Selected excerpt section start

Vinicius Fagundes

Posted on Jun 16

SQL or Python? The line is sharper than you think (with code)

#python #scala #sql #data

Most engineers reach for Python first. Wrong instinct.

I've spent 17 years inside other people's pipelines — financial services, payments, ecommerce, gaming — and the same bug keeps showing up wearing two different costumes. Either someone wrote a Python loop doing what a single window function solves in milliseconds, or they buried a procedural decision tree inside a 60-line CASE statement that no one can test or read.

Same root cause. Wrong language for the job.

So let me give you the rule I actually teach, and then earn it with code — the cases where Python turns simple SQL into a nightmare, and the cases where SQL turns simple Python into one.

The one-line rule

If you're declaring what data you want, use SQL. If you're describing how to transform it, step by step, use Python.

SQL is declarative and set-at-once. You describe the shape of the result and the engine figures out the execution plan — joins, memory, spill to disk, parallelism across cores. You don't manage any of that.

Python is imperative and row-by-row. You control the algorithm and you can reach the outside world — an API, a model, a file on S3. But you also own the memory, the ordering, and the state. Nobody parallelizes it for you.

That's the whole fork. Everything below is just consequences.

Part 1 — When SQL is trivial and Python fights you

These are the set operations. Joins, aggregations, ranking, windows. The moment you find yourself writing a loop to do one of these, stop.

1. "Give me the latest row per customer"

Dedup-to-latest is the single most common request I see done badly.

-- Snowflake / BigQuery / Databricks / DuckDB
SELECT *
FROM orders
QUALIFY ROW_NUMBER() OVER (
    PARTITION BY customer_id
    ORDER BY updated_at DESC
) = 1;

One window function. QUALIFY filters on the window result directly — no subquery, no extra CTE. (On Postgres/MySQL/SQL Server, which don't have QUALIFY yet, you wrap the ROW_NUMBER() in a CTE and filter WHERE rn = 1. Same idea, one more line.)

Now Python, no pandas:

latest = {}
for row in orders:
    cid = row["customer_id"]
    current = latest.get(cid)
    if current is None or row["updated_at"] > current["updated_at"]:
        latest[cid] = row

result = list(latest.values())

Honestly? That's fine for one key and one tie-breaker. It's readable. But watch what happens when reality shows up: now you dedup on (customer_id, region) and the tie-break is updated_at DESC, id DESC. In SQL you add two words to the ORDER BY. In Python you're now writing comparison branches by hand, and that's where the bugs move in.

The SQL doesn't get more complex as the rule gets more complex. The Python does.

2. Moving averages and running totals

Trailing average per account, last 7 rows:

SELECT
    account_id,
    event_date,
    amount,
    AVG(amount) OVER (
        PARTITION BY account_id
        ORDER BY event_date
        ROWS BETWEEN 6 PRECEDING AND CURRENT ROW
    ) AS trailing_avg
FROM transactions;

One frame spec. (For a true time-based window — "last 7 calendar days" — you use RANGE ... INTERVAL where the dialect supports it; ROWS counts rows, not days.)

Selected excerpt section end

(Aim of the task)
Continue the post on choosing between SQL and Python from the point where it stops, after the note that ROWS counts rows, not days.

Provided data section start

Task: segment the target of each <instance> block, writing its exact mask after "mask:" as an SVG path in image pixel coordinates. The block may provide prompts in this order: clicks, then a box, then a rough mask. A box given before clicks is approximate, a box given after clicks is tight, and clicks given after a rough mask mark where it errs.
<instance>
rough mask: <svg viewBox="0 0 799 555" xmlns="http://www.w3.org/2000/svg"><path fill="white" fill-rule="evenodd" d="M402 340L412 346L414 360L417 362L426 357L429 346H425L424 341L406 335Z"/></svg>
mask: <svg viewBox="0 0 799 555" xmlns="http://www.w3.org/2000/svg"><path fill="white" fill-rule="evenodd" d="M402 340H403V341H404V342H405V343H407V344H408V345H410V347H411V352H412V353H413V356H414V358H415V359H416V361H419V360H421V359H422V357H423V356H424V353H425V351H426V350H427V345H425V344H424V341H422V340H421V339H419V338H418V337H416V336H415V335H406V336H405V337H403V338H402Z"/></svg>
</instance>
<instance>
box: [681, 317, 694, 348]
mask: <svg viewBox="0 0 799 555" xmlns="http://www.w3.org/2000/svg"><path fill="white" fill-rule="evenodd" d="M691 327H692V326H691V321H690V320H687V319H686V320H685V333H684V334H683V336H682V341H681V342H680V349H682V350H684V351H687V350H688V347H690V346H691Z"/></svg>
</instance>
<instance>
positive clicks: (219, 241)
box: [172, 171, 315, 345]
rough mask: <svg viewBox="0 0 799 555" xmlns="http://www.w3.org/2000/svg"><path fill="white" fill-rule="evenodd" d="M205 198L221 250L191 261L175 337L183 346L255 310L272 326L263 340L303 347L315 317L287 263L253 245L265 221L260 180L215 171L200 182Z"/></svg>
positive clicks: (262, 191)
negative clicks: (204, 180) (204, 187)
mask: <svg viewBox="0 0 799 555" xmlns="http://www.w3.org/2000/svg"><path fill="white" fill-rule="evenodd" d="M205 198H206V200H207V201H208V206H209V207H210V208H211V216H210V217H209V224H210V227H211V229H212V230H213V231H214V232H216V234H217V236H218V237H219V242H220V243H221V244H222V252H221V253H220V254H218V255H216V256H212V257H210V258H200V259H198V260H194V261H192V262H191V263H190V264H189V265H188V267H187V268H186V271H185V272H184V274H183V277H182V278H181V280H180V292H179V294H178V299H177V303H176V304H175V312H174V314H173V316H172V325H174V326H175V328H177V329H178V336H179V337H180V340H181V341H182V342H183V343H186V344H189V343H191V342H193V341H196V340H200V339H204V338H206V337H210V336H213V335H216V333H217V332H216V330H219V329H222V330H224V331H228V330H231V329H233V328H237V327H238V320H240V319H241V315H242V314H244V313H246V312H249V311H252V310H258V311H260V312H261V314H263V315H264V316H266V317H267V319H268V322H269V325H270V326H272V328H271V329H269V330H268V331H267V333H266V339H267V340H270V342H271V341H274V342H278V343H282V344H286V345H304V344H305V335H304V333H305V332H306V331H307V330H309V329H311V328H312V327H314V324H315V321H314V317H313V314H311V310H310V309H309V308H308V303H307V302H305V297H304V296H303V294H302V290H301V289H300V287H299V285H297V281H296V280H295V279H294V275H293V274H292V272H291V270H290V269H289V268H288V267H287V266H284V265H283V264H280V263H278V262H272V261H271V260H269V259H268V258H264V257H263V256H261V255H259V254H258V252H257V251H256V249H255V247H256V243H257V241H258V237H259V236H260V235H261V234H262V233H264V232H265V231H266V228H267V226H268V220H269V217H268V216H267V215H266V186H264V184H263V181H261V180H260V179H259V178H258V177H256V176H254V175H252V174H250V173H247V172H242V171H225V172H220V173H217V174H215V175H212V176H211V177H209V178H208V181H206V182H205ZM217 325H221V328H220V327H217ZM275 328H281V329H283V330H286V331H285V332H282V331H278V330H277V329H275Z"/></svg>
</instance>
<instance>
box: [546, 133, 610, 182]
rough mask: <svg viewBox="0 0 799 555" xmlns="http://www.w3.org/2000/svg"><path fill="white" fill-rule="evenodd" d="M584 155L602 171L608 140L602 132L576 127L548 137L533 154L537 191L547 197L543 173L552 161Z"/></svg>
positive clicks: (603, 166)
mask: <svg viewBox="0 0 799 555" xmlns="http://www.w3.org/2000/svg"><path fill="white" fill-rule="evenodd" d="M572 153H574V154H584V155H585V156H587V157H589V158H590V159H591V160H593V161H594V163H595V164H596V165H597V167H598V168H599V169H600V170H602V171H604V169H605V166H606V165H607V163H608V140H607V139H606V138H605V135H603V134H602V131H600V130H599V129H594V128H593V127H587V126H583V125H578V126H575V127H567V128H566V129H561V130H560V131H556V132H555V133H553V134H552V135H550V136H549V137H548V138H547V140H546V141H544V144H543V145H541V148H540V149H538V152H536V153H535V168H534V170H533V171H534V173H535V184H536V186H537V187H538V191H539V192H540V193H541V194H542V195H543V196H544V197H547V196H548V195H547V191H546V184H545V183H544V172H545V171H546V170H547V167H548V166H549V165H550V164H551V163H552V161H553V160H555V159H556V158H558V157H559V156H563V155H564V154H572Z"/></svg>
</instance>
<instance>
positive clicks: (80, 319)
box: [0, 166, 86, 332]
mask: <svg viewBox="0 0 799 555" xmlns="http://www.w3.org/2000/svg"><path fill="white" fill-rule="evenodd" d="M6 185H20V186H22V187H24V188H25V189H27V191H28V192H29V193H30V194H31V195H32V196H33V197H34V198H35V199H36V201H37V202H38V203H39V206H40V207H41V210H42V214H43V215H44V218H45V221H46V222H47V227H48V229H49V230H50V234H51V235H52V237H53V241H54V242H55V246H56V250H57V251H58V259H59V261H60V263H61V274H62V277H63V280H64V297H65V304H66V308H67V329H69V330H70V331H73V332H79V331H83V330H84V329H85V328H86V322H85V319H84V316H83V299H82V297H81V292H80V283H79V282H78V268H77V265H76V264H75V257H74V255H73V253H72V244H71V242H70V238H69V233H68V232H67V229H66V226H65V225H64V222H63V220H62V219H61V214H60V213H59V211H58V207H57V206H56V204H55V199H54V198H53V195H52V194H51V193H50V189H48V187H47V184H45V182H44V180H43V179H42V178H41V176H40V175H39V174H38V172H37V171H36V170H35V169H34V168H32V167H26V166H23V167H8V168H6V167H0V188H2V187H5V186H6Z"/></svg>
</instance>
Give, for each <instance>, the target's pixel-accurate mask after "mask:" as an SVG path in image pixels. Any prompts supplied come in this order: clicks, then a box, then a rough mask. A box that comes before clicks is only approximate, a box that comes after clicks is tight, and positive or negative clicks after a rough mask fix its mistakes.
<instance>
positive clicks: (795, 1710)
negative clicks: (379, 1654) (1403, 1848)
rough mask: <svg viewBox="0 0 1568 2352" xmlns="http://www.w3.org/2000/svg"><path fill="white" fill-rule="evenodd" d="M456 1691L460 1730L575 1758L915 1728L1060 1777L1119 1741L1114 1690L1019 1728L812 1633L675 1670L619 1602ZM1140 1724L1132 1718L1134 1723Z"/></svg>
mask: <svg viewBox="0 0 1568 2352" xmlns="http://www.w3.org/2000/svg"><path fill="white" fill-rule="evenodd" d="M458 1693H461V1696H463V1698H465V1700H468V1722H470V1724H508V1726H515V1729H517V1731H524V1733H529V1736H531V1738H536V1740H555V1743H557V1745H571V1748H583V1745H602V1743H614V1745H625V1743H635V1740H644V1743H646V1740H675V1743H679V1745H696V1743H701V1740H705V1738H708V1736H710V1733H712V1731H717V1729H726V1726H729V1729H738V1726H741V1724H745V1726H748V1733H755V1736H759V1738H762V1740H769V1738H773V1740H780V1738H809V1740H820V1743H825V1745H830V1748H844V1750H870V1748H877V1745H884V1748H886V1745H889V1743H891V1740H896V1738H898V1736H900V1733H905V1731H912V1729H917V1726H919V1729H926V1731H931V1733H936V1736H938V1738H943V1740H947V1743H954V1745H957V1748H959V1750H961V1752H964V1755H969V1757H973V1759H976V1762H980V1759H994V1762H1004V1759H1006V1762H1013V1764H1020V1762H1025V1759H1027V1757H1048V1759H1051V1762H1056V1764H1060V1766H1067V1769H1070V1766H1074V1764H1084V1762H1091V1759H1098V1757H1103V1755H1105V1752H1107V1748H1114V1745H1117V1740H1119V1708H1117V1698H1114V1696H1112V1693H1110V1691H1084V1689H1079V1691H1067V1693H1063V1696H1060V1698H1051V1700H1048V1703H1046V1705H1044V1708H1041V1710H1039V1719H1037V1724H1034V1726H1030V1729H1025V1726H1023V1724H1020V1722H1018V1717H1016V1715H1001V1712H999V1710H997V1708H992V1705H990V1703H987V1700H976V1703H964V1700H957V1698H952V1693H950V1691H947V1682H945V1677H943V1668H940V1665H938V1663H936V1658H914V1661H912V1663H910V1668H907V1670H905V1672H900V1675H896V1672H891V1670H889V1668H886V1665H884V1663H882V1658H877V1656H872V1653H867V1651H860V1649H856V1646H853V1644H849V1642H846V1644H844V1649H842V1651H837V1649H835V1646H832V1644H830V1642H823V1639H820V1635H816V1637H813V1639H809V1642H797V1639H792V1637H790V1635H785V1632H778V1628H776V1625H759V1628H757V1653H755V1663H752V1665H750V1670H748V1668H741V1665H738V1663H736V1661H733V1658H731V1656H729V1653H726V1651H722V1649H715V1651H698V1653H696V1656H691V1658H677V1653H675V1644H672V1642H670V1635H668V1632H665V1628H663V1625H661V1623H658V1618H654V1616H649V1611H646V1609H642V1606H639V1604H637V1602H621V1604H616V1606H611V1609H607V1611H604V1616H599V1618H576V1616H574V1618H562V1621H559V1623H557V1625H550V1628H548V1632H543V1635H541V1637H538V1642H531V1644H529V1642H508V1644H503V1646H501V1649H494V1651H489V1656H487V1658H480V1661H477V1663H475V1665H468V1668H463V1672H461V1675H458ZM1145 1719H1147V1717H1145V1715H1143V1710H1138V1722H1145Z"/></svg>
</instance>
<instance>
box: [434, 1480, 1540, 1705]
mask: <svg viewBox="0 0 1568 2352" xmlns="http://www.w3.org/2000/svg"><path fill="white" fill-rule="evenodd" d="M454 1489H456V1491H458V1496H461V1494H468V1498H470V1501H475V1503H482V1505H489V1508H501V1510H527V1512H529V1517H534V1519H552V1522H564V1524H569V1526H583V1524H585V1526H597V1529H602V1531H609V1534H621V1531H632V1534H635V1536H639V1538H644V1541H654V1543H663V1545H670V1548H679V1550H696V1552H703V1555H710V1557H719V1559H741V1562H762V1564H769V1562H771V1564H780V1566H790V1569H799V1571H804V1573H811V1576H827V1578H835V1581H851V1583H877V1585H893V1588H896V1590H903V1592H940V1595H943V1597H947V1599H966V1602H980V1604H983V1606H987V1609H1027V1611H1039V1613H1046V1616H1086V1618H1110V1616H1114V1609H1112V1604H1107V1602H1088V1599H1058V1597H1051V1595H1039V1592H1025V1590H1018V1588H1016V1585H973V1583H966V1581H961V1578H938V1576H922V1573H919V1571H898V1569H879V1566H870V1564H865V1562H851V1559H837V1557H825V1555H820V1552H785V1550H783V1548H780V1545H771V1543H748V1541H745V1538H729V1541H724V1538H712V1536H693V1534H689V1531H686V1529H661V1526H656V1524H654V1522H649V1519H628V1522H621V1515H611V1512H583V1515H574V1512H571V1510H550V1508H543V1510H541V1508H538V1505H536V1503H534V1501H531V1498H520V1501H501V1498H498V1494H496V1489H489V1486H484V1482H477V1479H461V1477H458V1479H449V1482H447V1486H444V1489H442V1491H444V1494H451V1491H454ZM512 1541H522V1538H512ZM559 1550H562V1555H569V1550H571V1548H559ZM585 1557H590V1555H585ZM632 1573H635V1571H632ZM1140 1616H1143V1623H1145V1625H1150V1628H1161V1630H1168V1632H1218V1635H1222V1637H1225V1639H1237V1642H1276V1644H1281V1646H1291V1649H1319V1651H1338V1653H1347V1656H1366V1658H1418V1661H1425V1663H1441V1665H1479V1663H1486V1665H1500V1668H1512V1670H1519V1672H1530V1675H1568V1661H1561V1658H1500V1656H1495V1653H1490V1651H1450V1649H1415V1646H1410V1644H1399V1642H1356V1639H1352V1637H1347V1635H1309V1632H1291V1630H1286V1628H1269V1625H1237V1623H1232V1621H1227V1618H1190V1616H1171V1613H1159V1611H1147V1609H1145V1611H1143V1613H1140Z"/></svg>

Provided data section end

(Result below)
The pure-Python version has to sort, group by partition, and hand-roll a sliding window:

from collections import defaultdict, deque

by_account = defaultdict(list)
for row in sorted(transactions, key=lambda r: (r["account_id"], r["event_date"])):
    by_account[row["account_id"]].append(row)

results = []
for account_id, rows in by_account.items():
    window = deque(maxlen=7)          # auto-evicts the oldest
    for row in rows:
        window.append(row["amount"])
        avg = sum(window) / len(window)   # len() handles the partial window at the start
        results.append({**row, "trailing_avg": avg})

It works. But look at everything you just took ownership of: the sort, the partitioning, the eviction, the partial-window edge case at the start of each group. The SQL engine did all of that for free and ran every partition in parallel and spilled to disk if the data didn't fit in memory. Your Python loaded the whole thing into one machine's RAM and ran single-threaded.

3. Sessionization — the gaps-and-islands problem

Group events into sessions, where a gap over 30 minutes starts a new one. This is the example I use in class because it looks scary in SQL and isn't.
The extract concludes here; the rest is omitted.